- [PROBLEM DESCRIPTION]
Gather every line of the records below that contains the word "flower", and copy each of those lines in full.

## START EXTRACTED ENTRIES

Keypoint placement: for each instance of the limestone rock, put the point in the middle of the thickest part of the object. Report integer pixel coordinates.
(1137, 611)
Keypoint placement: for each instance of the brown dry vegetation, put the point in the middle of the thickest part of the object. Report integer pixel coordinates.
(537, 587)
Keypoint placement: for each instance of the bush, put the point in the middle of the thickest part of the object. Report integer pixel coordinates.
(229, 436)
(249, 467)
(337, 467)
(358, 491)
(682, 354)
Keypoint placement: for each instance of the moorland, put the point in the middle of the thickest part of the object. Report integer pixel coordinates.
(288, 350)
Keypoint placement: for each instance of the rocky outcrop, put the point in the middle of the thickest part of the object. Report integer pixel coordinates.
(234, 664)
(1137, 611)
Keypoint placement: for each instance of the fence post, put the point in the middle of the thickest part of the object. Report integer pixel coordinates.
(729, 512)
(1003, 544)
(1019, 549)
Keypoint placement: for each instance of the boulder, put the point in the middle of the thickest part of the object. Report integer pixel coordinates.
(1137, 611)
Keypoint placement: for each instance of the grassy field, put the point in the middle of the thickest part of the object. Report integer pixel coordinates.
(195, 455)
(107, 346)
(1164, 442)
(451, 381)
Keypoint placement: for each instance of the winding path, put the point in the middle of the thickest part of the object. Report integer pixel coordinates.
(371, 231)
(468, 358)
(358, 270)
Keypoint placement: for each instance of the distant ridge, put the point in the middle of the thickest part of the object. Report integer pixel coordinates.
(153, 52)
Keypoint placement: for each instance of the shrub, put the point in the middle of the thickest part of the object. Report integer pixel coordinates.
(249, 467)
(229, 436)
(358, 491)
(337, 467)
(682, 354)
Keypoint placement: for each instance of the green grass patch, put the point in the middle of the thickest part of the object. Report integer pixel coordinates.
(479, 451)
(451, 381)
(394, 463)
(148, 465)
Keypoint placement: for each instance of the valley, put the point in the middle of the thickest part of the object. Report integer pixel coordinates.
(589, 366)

## END EXTRACTED ENTRIES
## START EXTRACTED ENTRIES

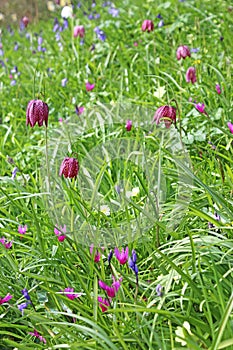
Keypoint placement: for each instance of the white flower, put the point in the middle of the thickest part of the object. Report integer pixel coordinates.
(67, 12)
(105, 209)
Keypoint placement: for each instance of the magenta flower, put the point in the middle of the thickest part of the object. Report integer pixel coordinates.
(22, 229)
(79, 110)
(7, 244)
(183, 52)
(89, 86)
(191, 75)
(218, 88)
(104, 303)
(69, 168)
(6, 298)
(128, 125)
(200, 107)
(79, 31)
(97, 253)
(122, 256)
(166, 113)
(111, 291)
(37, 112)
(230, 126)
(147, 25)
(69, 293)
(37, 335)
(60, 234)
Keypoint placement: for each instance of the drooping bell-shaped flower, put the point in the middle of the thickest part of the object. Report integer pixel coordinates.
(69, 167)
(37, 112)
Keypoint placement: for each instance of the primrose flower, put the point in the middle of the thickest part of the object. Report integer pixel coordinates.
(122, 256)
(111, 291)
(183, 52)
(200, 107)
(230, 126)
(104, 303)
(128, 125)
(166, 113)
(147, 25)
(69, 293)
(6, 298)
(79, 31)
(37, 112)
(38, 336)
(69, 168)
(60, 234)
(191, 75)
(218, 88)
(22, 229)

## END EXTRACTED ENTRIES
## START EXTRACTED ENTRIES

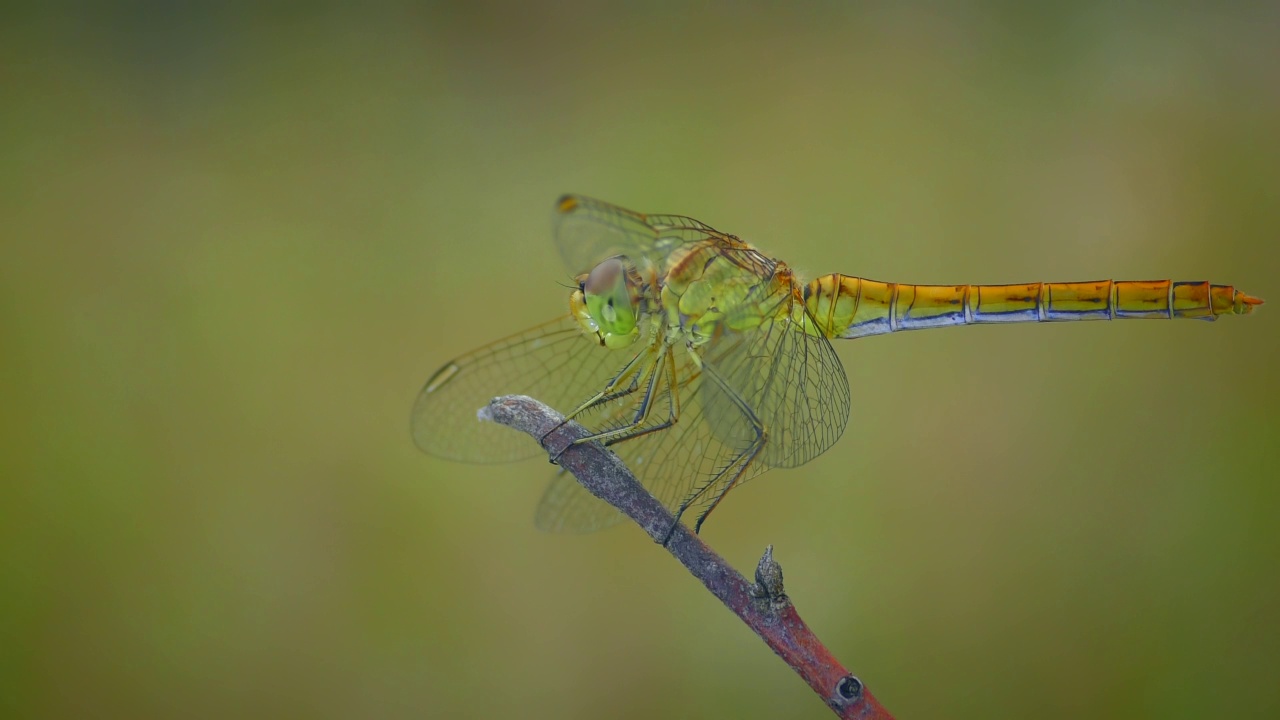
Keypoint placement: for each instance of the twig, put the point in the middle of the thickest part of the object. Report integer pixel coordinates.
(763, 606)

## END EXTRACTED ENTRIES

- [TASK RESPONSE]
Keypoint placement: for each instance of the white flower, put the point in the middle of the thickest part of the object. Report integer pixel coordinates.
Keypoint placement: for each instance of the magenta flower, put the point in the middle of the thickest part of the object. Report integer pixel coordinates.
Keypoint placement: for each instance of the drooping bell-shaped flower, put the point in the middle of the thickest part of the object. Report integer pixel coordinates.
Keypoint placement: for each instance of the primrose flower, put the point in the middle of the thickest part of the object. Report integer pixel coordinates.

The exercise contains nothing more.